BRIEF
Please extract each line of the listing below that contains the string "instance". Treat uppercase and lowercase letters as different.

RAW DATA
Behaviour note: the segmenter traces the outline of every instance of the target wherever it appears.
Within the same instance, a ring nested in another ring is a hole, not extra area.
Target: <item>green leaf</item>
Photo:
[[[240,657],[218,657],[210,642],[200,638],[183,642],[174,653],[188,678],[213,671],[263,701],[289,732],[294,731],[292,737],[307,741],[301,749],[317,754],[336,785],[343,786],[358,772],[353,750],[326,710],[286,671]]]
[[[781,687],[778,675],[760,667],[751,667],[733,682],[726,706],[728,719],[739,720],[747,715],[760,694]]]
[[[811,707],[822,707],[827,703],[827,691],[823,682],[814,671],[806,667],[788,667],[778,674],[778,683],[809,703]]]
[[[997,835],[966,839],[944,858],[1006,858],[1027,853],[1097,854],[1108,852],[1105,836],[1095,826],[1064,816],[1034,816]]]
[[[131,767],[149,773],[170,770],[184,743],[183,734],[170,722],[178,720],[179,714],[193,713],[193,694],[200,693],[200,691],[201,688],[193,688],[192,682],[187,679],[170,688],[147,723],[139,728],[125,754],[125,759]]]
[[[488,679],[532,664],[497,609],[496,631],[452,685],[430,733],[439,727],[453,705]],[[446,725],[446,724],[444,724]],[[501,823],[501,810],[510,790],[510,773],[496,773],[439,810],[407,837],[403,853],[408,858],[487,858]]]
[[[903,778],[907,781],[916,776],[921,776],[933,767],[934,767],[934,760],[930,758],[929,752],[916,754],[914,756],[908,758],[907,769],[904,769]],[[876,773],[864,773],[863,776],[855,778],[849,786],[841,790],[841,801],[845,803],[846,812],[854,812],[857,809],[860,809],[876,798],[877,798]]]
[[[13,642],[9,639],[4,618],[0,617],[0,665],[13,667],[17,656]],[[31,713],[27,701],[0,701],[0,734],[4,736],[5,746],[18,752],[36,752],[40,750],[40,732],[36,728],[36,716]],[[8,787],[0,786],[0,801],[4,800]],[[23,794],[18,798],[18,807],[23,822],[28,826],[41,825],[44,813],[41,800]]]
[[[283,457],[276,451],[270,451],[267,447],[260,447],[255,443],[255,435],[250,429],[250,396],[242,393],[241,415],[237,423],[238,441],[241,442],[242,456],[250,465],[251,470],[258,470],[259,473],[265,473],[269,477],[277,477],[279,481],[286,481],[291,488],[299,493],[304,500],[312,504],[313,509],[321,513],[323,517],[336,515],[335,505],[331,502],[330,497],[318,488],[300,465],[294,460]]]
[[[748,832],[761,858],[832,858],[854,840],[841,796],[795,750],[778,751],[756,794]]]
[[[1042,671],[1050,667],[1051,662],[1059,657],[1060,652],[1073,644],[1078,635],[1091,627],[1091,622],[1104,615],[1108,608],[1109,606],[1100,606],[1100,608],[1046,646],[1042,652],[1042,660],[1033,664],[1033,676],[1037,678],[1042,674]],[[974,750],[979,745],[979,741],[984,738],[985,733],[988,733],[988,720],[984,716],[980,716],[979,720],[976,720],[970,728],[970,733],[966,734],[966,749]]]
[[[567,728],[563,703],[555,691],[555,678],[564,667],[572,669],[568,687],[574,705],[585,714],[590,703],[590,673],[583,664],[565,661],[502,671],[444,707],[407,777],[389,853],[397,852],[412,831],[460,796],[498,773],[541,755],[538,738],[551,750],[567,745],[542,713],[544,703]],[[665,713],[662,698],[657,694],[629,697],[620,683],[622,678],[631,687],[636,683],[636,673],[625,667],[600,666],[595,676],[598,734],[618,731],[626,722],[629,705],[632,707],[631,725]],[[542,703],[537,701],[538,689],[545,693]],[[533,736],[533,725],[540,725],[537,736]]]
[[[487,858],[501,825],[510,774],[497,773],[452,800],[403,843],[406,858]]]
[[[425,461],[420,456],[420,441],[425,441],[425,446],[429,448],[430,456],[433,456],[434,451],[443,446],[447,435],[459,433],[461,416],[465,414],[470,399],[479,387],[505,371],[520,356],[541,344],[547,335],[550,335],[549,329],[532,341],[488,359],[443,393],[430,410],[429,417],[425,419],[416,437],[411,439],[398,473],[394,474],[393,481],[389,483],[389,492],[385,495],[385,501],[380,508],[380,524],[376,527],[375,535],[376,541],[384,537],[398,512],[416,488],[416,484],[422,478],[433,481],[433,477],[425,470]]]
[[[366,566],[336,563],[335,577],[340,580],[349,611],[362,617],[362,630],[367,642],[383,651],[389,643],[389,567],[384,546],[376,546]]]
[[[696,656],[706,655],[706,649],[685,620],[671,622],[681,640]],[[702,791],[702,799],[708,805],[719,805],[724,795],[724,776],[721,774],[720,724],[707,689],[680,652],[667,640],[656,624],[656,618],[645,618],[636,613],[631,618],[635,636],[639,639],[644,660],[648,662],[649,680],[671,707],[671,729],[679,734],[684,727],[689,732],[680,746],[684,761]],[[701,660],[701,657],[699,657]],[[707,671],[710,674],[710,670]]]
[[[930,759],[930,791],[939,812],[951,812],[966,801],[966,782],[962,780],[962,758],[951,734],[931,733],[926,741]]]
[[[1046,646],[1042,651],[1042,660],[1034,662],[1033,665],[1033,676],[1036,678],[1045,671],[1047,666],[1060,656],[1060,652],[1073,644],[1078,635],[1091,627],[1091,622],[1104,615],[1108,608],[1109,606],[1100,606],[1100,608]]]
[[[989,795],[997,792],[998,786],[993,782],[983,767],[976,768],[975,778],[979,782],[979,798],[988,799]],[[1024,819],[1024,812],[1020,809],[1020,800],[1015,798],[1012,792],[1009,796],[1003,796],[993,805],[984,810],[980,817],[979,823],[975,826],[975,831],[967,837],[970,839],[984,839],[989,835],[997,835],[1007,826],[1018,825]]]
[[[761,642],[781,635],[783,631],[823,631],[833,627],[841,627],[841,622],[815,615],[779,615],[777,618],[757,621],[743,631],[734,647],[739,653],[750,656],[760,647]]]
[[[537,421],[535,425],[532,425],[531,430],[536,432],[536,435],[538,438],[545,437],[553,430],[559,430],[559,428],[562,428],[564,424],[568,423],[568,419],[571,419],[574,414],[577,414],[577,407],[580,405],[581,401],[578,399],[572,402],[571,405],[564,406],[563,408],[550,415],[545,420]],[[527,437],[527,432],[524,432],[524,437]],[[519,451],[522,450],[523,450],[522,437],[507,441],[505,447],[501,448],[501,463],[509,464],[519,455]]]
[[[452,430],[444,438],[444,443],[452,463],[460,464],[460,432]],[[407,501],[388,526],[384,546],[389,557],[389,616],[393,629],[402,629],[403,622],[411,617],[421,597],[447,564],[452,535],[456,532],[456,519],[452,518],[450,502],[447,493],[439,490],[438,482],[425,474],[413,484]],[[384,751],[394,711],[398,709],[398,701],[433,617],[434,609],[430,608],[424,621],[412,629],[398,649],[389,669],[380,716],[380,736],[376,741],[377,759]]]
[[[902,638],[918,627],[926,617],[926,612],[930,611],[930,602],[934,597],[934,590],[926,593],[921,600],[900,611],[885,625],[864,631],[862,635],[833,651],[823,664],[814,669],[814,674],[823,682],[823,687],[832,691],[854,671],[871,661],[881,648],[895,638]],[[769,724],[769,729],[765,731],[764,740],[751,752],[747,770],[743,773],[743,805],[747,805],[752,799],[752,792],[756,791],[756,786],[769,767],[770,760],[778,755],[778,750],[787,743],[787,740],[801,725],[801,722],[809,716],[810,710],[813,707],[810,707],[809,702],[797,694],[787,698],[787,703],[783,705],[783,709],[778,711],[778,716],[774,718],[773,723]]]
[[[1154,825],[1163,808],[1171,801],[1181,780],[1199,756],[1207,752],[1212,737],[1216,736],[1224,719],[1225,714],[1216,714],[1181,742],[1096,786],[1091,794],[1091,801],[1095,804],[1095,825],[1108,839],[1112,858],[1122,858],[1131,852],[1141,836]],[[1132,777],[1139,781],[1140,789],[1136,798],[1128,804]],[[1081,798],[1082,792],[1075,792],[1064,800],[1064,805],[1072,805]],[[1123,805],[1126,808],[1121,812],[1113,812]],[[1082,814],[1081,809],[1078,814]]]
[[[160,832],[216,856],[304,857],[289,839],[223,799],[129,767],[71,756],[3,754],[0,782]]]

EXERCISE RESULT
Behaviour note: the segmenter traces the outline of every instance of the target wherever it appears.
Within the same instance, a ring nested in another ring is a hole, not extra area.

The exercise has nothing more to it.